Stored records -
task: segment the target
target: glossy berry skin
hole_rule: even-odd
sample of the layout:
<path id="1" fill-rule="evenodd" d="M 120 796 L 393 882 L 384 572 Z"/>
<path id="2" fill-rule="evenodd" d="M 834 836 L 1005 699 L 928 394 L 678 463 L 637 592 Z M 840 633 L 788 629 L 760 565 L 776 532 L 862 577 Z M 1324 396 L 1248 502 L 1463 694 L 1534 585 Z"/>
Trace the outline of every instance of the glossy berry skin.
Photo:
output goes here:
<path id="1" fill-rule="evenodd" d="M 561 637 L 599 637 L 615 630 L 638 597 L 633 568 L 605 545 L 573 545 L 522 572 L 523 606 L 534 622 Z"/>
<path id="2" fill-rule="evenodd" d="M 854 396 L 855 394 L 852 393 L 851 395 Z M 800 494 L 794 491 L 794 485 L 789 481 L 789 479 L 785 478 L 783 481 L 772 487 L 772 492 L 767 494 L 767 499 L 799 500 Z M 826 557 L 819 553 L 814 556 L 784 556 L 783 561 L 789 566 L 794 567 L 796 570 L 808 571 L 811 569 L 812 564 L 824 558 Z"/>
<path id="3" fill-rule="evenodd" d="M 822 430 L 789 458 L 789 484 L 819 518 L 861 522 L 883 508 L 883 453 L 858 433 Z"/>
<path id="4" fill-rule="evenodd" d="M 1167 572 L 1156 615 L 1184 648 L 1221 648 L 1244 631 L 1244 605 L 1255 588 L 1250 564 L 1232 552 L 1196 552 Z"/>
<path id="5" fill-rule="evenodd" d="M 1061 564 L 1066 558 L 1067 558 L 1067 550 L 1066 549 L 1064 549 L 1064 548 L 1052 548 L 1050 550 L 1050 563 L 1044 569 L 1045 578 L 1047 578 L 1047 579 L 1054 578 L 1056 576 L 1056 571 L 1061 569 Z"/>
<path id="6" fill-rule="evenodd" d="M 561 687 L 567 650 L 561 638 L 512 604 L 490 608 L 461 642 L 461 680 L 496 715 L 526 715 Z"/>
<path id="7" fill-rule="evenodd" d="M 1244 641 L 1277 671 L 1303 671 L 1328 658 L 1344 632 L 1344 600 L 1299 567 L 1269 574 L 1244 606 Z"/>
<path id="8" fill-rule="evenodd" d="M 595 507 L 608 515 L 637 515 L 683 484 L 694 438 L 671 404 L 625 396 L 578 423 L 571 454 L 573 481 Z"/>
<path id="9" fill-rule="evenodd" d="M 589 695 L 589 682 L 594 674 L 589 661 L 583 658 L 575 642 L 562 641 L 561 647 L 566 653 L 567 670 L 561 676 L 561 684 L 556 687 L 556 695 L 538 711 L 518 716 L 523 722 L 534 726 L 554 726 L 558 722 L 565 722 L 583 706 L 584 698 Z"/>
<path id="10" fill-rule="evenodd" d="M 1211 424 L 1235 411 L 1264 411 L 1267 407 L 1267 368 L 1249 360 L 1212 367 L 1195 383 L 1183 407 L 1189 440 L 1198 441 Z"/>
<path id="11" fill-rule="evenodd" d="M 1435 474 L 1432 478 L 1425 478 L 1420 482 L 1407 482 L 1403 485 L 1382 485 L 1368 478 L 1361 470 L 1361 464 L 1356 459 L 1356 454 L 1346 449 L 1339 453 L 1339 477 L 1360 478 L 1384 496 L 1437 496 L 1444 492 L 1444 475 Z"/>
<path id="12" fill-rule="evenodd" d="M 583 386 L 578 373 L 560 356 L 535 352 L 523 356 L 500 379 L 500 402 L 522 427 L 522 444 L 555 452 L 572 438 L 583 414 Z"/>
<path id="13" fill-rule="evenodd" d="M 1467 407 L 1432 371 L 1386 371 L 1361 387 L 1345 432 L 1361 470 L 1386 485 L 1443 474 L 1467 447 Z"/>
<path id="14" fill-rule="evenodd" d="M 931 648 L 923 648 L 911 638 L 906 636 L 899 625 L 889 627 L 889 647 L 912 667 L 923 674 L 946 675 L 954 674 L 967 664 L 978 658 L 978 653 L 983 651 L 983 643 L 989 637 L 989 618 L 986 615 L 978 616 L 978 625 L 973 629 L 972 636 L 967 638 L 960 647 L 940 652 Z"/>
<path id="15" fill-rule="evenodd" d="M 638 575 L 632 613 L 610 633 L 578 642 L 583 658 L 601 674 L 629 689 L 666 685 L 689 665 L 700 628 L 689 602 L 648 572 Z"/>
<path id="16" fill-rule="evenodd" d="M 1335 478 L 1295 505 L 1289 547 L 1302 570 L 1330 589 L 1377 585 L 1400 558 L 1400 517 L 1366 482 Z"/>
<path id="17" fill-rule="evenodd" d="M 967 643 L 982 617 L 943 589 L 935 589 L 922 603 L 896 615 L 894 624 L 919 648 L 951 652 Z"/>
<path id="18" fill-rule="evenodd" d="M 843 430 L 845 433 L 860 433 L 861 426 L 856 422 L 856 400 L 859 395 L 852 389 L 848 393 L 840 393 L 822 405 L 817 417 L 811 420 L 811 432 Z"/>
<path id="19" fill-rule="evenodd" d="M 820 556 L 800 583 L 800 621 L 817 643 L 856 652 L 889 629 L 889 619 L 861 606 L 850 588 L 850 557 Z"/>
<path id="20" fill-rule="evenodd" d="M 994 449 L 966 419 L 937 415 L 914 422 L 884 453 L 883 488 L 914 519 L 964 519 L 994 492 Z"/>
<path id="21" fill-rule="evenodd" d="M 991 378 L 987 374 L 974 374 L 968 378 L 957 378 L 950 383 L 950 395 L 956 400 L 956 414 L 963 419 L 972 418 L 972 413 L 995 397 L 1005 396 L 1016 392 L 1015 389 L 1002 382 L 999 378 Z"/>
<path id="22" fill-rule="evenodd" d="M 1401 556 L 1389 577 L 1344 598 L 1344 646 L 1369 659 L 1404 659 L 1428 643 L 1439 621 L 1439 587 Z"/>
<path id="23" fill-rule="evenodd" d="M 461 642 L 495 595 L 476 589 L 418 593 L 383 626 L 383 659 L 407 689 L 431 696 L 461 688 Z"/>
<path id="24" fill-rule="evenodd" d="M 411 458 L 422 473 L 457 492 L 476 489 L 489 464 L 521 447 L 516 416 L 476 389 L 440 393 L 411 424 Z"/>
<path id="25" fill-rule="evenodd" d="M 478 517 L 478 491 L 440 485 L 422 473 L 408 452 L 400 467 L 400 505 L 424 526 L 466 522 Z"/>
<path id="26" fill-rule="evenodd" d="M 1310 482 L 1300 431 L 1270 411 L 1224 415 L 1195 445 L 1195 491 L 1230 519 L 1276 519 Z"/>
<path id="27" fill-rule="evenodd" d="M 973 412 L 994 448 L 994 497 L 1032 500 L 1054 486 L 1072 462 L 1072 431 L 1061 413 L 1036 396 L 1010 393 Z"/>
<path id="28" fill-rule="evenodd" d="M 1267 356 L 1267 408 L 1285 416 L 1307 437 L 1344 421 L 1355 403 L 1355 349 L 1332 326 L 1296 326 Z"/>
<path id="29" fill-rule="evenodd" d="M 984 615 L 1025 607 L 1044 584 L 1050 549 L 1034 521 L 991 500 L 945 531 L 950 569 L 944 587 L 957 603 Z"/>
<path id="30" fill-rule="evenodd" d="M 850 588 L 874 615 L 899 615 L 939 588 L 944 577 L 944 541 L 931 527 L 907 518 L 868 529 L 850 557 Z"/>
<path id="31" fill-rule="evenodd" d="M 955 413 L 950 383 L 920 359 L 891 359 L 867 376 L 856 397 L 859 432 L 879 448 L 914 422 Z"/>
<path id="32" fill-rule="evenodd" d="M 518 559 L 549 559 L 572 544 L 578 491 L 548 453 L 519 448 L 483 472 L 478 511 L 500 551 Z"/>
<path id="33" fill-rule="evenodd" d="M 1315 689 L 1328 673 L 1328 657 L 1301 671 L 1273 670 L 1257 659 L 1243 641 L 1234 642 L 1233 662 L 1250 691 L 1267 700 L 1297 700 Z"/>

What to do -
Go through the entries above and copy each line holding the string "skin".

Answer below -
target: glossy berry skin
Trace the outline of every instance of the glossy berry skin.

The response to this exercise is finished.